SELECTED TEXT:
I am probably one of the only people you'll ever meet who loves to be surveyed. I'm always screaming when I see poll results: "Who ARE these people? Why didn't anyone ask ME what I think?" Well, darlings, last night was a dream come true for me. The phone rang while I was prepping for dinner. (No, not dressing, chopping and dicing and prepping to cook) It was a survey about my bank.
The voice on the other end sounded plump, cute and all of eighteen. I envisioned a college student working for her tuition, as opposed to just putting up a webcam and taking money from perverts. Not that there's anything wrong with that. And, let's be honest here, something I would have entertained as a viable means of income during my college days. It would have come under Fields' First Law: It is immoral to allow a sucker to keep his money. But I digress. The truth is more likely she was some 89 year old grandmother in a cheap mobile home doing this to keep from eating cat food. But to me, she sounded like a sweet young thing (hereinafter referred to as SYT) and I immediately decided to help her earn her keep for the night.

DATA LINES:
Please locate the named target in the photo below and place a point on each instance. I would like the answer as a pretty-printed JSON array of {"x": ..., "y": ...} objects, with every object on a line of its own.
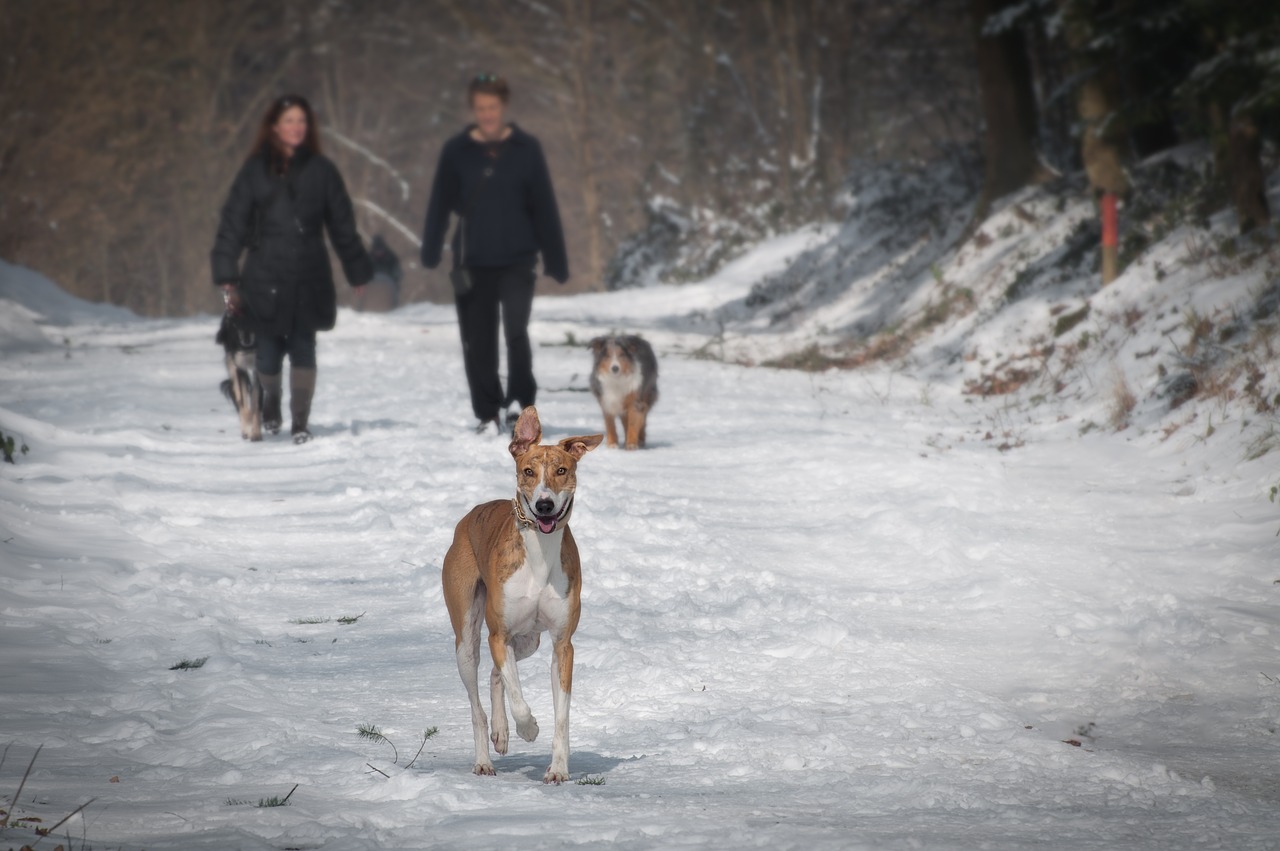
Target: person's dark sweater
[{"x": 504, "y": 191}]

GOAL OF THE EXERCISE:
Answer these questions about the bank survey text:
1. What was the writer doing when the phone rang?
2. According to the text, what does Fields' First Law state?
3. What abbreviation does the writer adopt for the caller?

WRITTEN REPLY:
1. Prepping for dinner by chopping and dicing to cook.
2. It is immoral to allow a sucker to keep his money.
3. SYT, for "sweet young thing."